Object position labeling entries:
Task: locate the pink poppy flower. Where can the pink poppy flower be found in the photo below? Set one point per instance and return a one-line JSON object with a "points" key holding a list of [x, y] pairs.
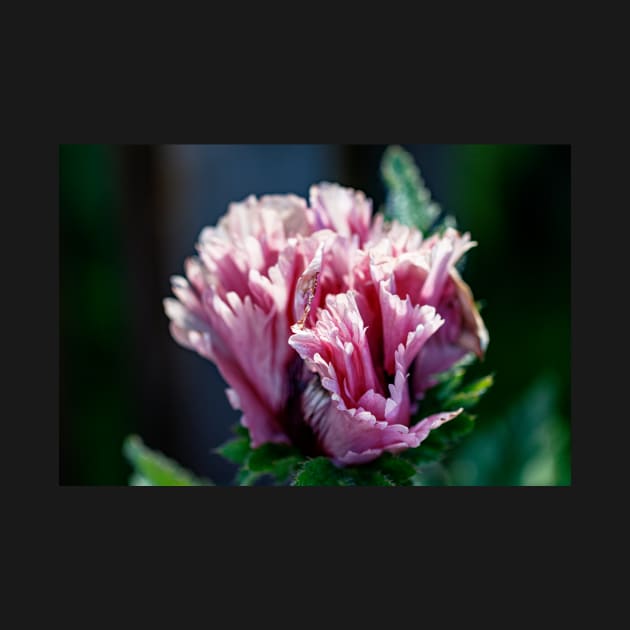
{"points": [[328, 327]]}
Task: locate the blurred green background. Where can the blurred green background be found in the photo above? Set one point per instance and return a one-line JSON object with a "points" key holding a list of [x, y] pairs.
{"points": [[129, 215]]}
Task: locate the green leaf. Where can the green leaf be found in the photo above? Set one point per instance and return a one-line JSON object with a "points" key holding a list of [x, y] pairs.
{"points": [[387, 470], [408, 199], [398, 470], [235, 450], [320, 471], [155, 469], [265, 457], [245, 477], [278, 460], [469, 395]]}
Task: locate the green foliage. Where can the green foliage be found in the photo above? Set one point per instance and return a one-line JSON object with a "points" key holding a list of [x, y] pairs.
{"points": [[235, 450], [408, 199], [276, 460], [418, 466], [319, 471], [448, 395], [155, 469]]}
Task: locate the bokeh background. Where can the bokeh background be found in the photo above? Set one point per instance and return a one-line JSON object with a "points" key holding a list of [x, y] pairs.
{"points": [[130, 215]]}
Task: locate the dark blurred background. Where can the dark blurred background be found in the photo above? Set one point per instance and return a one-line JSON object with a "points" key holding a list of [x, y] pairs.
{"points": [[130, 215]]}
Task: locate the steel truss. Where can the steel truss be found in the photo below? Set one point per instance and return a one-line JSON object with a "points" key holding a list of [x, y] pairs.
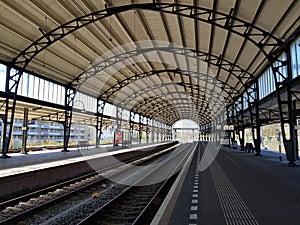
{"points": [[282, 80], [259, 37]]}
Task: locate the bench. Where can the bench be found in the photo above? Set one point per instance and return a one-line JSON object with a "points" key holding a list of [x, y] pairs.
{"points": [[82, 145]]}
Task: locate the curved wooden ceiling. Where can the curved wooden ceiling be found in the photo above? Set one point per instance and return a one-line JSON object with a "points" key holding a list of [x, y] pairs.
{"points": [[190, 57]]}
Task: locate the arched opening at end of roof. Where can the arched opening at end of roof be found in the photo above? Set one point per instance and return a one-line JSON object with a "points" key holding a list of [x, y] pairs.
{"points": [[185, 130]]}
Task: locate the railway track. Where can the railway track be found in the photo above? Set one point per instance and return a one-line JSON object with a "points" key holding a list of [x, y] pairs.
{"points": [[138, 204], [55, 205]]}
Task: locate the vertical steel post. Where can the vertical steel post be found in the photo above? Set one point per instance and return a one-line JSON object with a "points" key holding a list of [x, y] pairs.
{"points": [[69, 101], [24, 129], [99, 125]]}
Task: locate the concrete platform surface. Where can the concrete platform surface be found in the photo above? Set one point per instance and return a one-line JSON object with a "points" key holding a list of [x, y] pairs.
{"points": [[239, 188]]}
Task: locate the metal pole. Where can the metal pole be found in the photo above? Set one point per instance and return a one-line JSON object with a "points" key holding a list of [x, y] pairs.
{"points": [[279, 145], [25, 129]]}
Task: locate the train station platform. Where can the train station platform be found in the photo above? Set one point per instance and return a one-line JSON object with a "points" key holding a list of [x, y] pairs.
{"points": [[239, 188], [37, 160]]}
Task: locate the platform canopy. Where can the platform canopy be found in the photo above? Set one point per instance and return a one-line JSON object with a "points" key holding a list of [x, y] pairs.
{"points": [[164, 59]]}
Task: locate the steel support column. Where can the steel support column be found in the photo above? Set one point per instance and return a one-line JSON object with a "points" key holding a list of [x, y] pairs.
==
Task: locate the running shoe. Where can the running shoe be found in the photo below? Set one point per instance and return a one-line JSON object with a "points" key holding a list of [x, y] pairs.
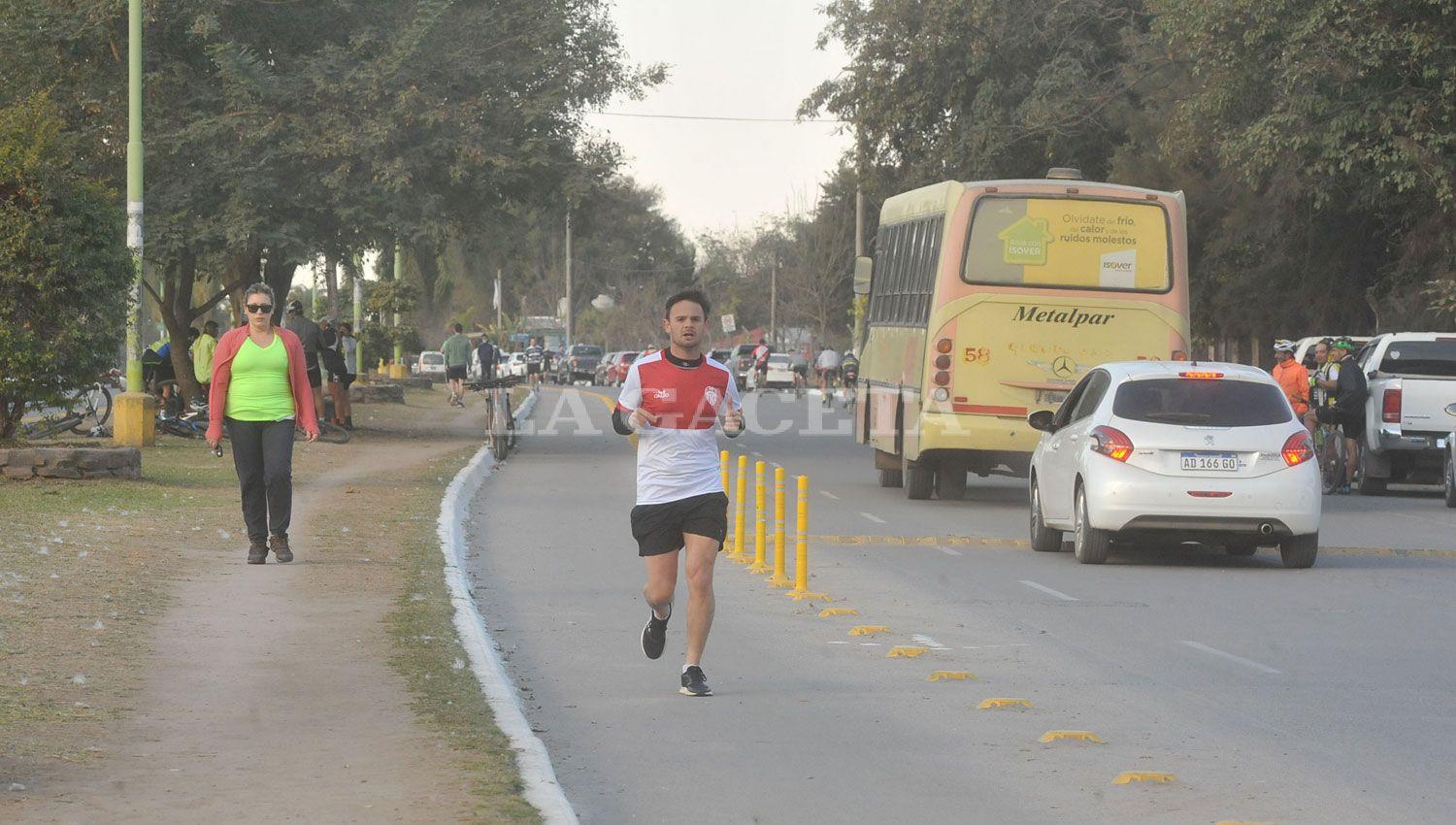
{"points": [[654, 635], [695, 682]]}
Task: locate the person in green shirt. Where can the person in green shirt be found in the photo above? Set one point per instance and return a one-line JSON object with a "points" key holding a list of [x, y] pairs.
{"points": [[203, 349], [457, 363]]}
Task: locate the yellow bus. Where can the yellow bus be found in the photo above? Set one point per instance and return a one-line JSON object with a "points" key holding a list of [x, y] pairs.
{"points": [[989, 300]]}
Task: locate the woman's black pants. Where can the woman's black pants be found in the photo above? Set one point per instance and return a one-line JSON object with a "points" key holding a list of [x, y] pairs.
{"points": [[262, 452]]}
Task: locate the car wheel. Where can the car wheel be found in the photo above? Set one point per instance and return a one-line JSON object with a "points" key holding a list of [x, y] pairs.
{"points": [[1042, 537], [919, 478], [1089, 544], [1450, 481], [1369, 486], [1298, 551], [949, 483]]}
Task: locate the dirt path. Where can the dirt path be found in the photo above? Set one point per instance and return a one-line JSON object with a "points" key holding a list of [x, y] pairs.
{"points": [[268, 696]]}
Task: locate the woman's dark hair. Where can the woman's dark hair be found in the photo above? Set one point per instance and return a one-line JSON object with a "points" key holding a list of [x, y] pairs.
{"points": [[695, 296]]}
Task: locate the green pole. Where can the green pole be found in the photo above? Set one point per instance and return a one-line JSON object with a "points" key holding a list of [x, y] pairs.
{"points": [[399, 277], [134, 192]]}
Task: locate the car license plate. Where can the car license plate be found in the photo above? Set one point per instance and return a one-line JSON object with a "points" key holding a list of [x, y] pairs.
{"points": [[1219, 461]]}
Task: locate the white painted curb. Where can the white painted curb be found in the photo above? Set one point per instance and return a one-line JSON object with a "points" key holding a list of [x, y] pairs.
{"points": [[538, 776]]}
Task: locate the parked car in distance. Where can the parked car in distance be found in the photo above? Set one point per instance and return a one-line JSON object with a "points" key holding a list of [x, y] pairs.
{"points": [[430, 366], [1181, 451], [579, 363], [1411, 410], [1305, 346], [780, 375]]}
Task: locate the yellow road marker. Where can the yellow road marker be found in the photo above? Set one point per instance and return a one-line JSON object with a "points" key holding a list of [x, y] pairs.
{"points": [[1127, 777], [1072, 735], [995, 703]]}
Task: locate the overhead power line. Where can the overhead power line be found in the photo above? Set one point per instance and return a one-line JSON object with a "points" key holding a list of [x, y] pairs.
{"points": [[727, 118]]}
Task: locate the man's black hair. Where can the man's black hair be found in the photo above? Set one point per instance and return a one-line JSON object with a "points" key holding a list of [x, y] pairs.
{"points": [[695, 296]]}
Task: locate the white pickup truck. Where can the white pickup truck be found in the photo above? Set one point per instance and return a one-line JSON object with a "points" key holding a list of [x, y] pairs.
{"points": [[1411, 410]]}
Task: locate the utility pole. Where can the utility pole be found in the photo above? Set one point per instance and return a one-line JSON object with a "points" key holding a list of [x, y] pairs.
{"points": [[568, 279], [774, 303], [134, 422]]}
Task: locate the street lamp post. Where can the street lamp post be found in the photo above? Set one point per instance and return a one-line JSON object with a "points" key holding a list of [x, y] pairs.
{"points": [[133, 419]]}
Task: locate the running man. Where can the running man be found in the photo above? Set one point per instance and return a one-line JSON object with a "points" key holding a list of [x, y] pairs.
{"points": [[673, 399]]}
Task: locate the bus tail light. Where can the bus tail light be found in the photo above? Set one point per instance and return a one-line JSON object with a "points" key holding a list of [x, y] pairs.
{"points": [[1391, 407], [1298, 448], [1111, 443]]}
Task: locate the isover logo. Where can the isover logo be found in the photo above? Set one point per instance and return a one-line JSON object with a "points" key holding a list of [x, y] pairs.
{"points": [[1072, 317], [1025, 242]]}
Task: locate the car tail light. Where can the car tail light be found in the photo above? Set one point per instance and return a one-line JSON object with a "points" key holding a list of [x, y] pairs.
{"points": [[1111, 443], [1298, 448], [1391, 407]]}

WHAT YOU NEED TO DO
Find every line in the listing above that contains the word "marker", and copy each one. Case counts.

THE REPLY
Task: locate the yellow road marker. Where can the yellow road marker be found in the photo above? Set one point per instance and return a one-line JSON object with a "points" key holding a list of [x, y] pairs.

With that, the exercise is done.